Aim of the exercise:
In the records below, find the line containing "TARGET = dry grass", then extract that line and all subsequent lines exactly, leaving out everything else.

Given entries:
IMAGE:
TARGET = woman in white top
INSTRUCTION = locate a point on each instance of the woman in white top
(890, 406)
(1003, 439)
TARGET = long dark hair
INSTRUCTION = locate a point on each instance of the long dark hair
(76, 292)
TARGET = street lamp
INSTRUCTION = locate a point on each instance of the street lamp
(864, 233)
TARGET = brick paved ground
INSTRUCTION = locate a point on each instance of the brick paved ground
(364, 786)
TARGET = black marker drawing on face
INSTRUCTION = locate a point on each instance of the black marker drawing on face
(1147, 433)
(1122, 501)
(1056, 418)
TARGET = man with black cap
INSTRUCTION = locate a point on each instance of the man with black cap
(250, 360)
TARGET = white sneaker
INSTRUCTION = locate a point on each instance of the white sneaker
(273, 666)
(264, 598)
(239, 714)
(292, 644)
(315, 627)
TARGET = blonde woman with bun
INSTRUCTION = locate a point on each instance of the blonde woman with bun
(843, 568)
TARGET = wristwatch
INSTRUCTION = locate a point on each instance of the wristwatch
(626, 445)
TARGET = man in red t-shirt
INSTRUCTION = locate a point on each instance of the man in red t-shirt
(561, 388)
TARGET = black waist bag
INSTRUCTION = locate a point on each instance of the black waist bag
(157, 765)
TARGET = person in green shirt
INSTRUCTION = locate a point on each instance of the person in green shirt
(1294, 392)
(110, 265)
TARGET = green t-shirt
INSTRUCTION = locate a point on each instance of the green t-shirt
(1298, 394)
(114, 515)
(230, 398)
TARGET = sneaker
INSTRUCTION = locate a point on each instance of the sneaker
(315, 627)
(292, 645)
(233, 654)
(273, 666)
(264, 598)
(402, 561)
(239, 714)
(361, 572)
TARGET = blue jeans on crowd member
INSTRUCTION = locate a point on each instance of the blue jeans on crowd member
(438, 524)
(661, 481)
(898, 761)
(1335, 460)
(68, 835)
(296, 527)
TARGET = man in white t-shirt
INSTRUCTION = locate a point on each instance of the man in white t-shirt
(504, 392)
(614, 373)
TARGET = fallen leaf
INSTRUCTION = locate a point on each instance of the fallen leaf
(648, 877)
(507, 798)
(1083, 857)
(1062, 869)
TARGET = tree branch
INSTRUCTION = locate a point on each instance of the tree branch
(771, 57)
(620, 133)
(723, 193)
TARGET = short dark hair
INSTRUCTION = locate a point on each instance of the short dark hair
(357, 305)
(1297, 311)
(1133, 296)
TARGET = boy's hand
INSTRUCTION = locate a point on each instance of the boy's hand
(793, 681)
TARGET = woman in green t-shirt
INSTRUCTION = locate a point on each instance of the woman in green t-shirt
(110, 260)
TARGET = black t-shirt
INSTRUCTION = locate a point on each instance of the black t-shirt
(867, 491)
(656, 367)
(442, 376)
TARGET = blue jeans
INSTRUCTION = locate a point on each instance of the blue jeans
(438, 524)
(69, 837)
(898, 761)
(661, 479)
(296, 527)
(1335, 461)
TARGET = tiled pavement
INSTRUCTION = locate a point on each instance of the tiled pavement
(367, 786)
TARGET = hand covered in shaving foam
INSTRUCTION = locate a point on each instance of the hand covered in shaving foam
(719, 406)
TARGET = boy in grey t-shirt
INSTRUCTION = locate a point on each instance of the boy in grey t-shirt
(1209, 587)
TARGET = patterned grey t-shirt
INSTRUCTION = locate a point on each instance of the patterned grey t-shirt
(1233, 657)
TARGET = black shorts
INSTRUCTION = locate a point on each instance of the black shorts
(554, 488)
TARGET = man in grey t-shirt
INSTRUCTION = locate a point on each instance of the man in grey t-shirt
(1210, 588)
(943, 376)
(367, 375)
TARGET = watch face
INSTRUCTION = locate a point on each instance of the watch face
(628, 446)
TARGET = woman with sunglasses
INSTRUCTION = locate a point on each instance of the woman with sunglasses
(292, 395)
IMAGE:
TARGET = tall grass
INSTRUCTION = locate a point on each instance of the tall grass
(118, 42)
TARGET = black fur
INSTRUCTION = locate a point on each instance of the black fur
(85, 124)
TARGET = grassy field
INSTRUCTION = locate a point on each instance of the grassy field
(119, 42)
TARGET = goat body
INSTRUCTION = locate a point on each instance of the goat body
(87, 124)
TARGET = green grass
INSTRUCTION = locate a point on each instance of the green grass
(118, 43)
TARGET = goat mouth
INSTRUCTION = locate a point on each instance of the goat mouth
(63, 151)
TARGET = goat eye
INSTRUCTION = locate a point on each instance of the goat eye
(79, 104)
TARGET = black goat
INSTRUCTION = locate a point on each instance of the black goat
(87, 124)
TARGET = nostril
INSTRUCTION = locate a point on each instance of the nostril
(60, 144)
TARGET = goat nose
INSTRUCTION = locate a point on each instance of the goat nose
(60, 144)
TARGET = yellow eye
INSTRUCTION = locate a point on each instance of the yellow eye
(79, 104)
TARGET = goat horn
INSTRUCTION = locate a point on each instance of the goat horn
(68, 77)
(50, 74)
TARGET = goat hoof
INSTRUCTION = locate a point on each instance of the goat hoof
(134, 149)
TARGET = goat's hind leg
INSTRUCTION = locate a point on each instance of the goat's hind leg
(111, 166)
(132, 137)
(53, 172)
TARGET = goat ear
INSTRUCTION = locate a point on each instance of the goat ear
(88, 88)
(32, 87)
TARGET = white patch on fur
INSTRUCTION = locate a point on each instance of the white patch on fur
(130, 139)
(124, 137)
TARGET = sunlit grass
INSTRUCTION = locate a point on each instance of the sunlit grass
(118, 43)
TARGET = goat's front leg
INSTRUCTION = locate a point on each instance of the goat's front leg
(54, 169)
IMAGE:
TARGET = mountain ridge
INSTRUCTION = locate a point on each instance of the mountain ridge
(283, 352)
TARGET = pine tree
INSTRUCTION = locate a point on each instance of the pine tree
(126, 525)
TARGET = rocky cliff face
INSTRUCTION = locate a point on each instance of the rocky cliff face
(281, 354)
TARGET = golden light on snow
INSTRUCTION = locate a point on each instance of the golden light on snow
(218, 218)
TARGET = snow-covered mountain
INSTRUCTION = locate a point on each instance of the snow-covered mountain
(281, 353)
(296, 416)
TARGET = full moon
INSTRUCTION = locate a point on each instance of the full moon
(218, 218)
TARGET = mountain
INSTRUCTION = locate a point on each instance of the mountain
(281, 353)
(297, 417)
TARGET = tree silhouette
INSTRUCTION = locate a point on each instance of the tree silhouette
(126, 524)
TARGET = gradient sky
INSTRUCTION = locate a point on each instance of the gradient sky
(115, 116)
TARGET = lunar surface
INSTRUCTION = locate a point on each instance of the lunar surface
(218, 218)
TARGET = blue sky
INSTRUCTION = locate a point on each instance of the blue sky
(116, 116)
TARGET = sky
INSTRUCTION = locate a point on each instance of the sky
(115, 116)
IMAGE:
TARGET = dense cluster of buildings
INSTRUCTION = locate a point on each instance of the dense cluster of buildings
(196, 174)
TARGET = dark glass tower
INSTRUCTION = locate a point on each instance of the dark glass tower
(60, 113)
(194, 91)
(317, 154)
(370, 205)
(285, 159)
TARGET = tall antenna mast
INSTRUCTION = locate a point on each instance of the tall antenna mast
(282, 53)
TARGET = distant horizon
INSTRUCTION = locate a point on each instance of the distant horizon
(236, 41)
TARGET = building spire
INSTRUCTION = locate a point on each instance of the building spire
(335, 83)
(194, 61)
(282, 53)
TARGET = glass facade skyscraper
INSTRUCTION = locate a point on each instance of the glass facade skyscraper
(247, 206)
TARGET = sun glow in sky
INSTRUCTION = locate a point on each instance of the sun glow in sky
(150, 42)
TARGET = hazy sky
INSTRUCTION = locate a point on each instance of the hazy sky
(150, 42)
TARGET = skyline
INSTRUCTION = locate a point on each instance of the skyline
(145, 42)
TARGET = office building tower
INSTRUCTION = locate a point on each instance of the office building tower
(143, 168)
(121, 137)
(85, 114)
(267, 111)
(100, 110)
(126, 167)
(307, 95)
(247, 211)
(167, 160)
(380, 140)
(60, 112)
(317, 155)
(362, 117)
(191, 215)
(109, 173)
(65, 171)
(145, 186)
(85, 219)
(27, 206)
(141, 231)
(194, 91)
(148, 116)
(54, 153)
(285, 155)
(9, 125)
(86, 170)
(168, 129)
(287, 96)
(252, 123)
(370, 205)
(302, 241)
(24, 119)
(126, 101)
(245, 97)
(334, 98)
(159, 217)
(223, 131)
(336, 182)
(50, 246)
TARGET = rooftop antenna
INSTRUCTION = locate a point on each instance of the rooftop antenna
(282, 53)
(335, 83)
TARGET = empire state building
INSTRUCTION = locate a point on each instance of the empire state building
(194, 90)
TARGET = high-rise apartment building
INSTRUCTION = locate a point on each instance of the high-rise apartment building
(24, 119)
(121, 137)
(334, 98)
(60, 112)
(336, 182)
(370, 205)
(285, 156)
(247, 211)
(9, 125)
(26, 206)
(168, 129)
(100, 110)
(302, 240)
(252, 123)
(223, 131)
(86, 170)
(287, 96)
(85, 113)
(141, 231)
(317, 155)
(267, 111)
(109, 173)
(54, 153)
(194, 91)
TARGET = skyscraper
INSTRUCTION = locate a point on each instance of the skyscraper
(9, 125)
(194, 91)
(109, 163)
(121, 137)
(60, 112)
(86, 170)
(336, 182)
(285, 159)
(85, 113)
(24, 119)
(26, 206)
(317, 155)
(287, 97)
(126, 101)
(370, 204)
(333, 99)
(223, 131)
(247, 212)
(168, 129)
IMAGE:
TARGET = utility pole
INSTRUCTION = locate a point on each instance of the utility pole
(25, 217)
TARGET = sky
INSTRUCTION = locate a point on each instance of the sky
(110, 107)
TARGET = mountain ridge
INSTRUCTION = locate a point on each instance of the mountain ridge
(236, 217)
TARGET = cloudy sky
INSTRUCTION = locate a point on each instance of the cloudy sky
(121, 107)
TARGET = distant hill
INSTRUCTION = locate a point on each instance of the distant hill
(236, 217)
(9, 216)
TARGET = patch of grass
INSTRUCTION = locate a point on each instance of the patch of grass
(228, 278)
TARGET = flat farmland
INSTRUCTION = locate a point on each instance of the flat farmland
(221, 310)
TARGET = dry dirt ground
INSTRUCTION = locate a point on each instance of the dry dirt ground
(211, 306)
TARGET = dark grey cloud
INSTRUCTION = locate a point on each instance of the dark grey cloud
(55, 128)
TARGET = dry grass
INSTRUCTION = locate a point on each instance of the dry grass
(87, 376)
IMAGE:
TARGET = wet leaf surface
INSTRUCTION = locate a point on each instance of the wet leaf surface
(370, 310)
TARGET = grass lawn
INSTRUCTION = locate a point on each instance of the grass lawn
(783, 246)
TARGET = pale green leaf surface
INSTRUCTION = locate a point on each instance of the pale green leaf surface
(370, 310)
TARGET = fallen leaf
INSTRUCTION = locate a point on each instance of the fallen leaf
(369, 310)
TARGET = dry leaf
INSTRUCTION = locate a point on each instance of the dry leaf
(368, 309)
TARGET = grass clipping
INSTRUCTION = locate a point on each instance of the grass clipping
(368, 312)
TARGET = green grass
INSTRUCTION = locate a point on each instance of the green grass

Complete output:
TARGET = dry grass
INSTRUCTION = locate a point on each instance of the dry grass
(87, 376)
IMAGE:
TARGET = wet leaf surface
INSTRUCTION = locate a point on each instance of the wet leaf surface
(370, 310)
TARGET = grass lawn
INSTRUCTION = locate a point on each instance of the grass lawn
(783, 246)
TARGET = pale green leaf surface
INSTRUCTION = locate a point on each instance of the pale green leaf surface
(370, 310)
TARGET = fallen leaf
INSTRUCTION = locate a point on each instance of the fallen leaf
(369, 310)
TARGET = dry leaf
INSTRUCTION = locate a point on each instance of the dry leaf
(368, 309)
TARGET = grass clipping
INSTRUCTION = locate a point on each instance of the grass clipping
(368, 312)
TARGET = green grass
INSTRUCTION = locate a point on each instance of the green grass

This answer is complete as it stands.